— Texto mostrado —
<<<<

Esta nota fue publicada el 14 de febrero de 2020
Por Paul B. Preciado
Quisiera celebrar el 14 de febrero confesándoles un secreto. Digamos que éste será mi regalo de San Valentín. Este verano dejé de creer en el amor. En el amor de pareja. No fue algo progresivo. Fue un golpe seco: el orden de mis ideas cambió y mi deseo se vio radicalmente modificado. ¿O quizás fue al revés? Me descubrí deseando de otro modo y las ideas cayeron por su propio peso. Aunque soy con respecto a toda teología ateo y en filosofía metodológicamente nominalista, el amor había hasta entonces resistido la hermeneútica de la sospecha y el acoso de la deconstrucción. Por el lado de la virtud, la retórica del amor persistía en mí como un resto neoplatónico de años de entrenamiento metafísico. Me afectaron también sin duda las fanfarronadas de San Pablo, que se leían en las bodas católicas quien sabe si como palabras de ánimo, como mandatos o como conjuros. No tan lejos de San Pablo como debiéramos, en las micropolíticas gays, lesbianas y trans se hablaba del “derecho a amar” y volvía como un rumor la afirmación de que lo importante es que “dos personas se amen aunque sean del mismo sexo”. Y así el fluido normalizador del amor se derramaba sobre nosotros, los parias de la sexualidad y de la diferencia sexual.
Si es cierto, para qué negarlo, que todo empezó cuando me separé de la persona con la que había imaginado vivir para siempre –fui con ella hasta las últimas consecuencias de la ideología del amor, abrazando todos los efectos secundarios de su sistema material y discursivo–. Pero nunca hubiera llegado a hacer del campo de dolor que creó la ruptura un aparato de verificación que sirviera para algo más que para destrozar mis mañanas. Más aun, la sensación de fracaso hubiera alimentado la utopía. Sin embargo, fueron las conversaciones con mis amigos próximos y no tan próximos en búsqueda de respuesta a mi propia confusión las que desmontaron la hipótesis del amor. Los datos que fui acumulando fueron como un estudio de campo empírico que, al estilo Feyeraben, permitía, si no definir lo cierto, en todo caso afirmar que algo no es verdadero.

>>>>

— Instrucción escrita 1 —
Responde estas preguntas a partir del texto sobre el amor de pareja:
(a) ¿En qué fecha se publicó la nota?
(b) ¿En qué momento dejó de creer en el amor de pareja quien escribe?
(c) ¿Qué desmontó la hipótesis del amor?
— Instrucción escrita 2 —
Prosigue el texto sobre el amor de pareja a partir de su última oración.

— Información registrada —
<<<<

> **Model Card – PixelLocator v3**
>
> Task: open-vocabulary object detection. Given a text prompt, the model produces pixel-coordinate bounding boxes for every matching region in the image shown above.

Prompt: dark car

>>>>

— Respuesta esperada 1 —
(a) El 14 de febrero de 2020.
(b) Este verano.
(c) Las conversaciones con sus amigos próximos y no tan próximos en búsqueda de respuesta a su propia confusión.

— Respuesta esperada 2 —
Al hablarles de nuestra separación, muchos de nuestros amigos manifestaron su deseo encubierto de separarse, y al mismo tiempo su falta de valentía para hacerlo. La mayoría de ellos me decían en secreto que habían dejado de follar hacía tiempo o que tenían una amante y al hablar de la persona que supuestamente amaban manifestaban un rencor infinito hacia el otro, como si la pareja fuera una reserva ilimitada de frustración y aburrimiento. Mi perplejidad era enorme: me parecía entonces que todos ellos debían separarse y no nosotros. Y sin embargo, los que nos separamos fuimos nosotros. Todos ellos siguieron juntos: eligieron el amor como instinto de muerte.
Nosotros decidimos no creer en ese amor para salvarlo de la institución pareja. Elegimos la libertad en lugar del amor. Platón era un embaucador, San Valentín un criminal y San Pablo un mero publicista. ¿Un alma cortada en dos mitades que luego se encuentran? ¿Y si lugar de ser cortada simétricamente, el alma se corta en dos trozos desiguales? ¿Y si en lugar de en dos mitades, se divide en 12568 pequeños trozos? ¿Y si no tenemos un alma sino ocho como afirman otras cosmologías? ¿Y si el alma es indivisible? ¿Y si no hay alma? Después, una mañana de junio, me levanté con una sola idea en la cabeza: el amor es un dron. Y mientras pensaba en cambiar mi nombre por el de Paul, me encontré a mi mismo escribiendo una versión punk de la “Carta de los Corintios”.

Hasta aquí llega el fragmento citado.